- **Task requirements**
Return only the lines starting at the line that contains "point: white polo" and ending with the final line of the listing; include both endpoints.

==== Data to process

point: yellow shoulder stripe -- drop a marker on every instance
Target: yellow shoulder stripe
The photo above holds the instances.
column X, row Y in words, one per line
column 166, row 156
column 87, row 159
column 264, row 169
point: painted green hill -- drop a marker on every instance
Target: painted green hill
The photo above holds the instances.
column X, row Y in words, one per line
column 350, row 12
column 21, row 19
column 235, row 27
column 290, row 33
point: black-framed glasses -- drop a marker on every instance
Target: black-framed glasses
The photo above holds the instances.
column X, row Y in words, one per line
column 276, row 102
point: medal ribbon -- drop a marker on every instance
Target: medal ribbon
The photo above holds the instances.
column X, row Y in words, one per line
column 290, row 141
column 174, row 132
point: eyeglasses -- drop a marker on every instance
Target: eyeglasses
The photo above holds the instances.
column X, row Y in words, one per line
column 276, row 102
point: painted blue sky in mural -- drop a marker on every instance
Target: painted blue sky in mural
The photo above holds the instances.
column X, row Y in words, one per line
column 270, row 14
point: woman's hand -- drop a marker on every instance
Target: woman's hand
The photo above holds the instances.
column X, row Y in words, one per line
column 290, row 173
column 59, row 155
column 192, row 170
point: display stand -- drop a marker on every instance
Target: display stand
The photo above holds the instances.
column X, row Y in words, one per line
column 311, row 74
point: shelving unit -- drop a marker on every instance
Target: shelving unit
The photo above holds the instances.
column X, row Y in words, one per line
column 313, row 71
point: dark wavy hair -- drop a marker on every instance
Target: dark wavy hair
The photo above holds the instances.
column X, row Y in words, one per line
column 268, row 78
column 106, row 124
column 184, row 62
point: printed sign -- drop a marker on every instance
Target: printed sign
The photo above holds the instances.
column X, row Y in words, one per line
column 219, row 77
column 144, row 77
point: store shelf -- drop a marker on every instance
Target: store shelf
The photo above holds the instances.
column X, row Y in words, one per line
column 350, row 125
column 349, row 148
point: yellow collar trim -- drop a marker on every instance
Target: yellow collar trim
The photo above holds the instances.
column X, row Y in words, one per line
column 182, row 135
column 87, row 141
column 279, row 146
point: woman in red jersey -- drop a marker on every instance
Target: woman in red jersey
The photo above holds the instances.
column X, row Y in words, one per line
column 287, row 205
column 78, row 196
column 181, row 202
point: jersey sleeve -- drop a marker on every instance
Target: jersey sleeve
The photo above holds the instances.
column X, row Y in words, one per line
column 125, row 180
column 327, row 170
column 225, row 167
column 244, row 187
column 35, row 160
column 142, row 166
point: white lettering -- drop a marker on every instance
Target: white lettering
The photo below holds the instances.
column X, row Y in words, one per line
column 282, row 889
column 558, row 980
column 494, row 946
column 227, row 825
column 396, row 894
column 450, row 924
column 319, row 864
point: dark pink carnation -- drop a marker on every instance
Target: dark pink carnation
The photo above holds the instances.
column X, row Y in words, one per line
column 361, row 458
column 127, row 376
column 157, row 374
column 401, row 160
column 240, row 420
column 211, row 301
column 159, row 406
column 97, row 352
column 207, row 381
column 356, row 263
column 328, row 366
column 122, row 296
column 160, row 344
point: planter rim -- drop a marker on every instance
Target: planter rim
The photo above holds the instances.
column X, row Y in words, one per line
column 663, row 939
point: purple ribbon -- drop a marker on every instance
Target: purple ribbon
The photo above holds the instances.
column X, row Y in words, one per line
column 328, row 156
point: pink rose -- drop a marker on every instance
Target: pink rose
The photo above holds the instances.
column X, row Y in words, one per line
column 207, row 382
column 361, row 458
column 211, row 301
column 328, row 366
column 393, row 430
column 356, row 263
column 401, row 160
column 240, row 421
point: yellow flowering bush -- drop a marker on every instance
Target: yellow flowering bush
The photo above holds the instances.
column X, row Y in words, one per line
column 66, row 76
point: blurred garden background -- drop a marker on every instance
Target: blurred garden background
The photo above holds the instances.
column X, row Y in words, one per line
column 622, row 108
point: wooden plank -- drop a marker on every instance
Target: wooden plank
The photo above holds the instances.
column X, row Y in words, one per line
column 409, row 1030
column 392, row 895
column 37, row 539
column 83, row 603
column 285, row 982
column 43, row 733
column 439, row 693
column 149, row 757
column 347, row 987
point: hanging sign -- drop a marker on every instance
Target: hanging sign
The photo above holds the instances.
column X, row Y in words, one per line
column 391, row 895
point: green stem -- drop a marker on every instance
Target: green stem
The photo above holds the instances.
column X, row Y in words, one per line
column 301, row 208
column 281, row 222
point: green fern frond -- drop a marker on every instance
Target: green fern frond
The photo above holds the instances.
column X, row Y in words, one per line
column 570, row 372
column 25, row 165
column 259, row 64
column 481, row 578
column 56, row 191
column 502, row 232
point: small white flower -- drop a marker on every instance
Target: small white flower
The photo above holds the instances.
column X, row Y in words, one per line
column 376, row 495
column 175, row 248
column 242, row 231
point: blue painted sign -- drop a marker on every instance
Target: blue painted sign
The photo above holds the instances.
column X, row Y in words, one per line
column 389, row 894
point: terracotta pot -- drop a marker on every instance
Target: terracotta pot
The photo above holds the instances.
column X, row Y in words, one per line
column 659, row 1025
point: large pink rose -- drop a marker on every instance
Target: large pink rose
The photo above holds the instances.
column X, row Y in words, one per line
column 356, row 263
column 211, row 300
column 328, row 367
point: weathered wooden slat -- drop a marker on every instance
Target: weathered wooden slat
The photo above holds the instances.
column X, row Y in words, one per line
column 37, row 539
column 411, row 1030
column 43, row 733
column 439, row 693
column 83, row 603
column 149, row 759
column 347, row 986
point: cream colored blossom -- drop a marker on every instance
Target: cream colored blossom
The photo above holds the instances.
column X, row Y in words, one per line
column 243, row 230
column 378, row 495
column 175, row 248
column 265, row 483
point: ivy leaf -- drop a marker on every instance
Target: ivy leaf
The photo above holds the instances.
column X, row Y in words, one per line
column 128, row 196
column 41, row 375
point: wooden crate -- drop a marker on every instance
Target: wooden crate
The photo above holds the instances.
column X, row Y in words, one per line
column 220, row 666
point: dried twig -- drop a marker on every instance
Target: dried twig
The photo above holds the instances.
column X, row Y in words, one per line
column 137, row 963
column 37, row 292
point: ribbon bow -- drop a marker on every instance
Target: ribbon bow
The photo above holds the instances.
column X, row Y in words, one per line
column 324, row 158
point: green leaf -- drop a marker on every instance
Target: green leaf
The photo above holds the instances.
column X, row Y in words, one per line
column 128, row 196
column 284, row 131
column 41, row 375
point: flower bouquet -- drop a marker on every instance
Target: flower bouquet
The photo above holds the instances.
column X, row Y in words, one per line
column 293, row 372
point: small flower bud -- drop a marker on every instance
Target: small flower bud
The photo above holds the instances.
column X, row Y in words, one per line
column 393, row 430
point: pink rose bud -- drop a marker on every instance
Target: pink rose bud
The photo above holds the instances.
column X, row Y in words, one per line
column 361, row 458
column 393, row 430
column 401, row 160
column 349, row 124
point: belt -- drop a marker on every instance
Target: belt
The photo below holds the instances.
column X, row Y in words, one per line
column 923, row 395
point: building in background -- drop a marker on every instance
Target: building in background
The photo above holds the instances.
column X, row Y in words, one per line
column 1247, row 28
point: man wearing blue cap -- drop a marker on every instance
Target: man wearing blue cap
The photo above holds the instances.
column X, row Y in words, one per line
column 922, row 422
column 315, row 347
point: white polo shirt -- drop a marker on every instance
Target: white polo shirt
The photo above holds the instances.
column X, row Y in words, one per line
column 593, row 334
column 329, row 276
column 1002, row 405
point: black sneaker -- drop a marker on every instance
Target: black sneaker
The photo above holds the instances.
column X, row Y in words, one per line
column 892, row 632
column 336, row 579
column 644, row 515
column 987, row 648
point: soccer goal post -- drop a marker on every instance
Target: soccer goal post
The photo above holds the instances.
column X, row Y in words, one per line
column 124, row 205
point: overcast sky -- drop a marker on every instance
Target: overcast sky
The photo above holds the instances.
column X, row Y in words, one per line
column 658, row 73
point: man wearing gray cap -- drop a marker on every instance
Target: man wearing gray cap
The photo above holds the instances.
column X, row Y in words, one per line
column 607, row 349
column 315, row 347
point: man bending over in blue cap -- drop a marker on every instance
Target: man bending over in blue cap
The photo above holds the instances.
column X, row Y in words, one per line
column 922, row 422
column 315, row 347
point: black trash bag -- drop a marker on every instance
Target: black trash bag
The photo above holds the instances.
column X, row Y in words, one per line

========

- **Final result**
point: white polo shirt -- drop a marker on every instance
Target: white polo shirt
The photo above holds the instances.
column X, row Y in words, one per line
column 593, row 334
column 329, row 276
column 1002, row 405
point: black sneaker -- drop a marker on every instance
Target: black sneaker
The photo above holds the instances.
column X, row Y in words, one per line
column 892, row 632
column 336, row 579
column 644, row 515
column 987, row 648
point: soccer goal post -- drop a marker on every instance
Target: soccer goal post
The photo above holds the instances.
column X, row Y in words, one per line
column 124, row 205
point: overcast sky -- drop a marker on every instance
Target: overcast sky
The photo above holds the instances.
column X, row Y in words, one per line
column 658, row 73
point: man wearing gray cap -- drop a marker on every instance
Target: man wearing gray cap
The photo above holds the instances.
column X, row Y in words, one per line
column 607, row 349
column 315, row 347
point: man bending over in blue cap -- drop a marker on every instance
Target: man bending over in blue cap
The photo above holds the instances.
column X, row Y in words, one per line
column 922, row 422
column 315, row 347
point: black trash bag -- drop a marker on every instance
Target: black trash bag
The photo above holds the instances.
column X, row Y in words, one per line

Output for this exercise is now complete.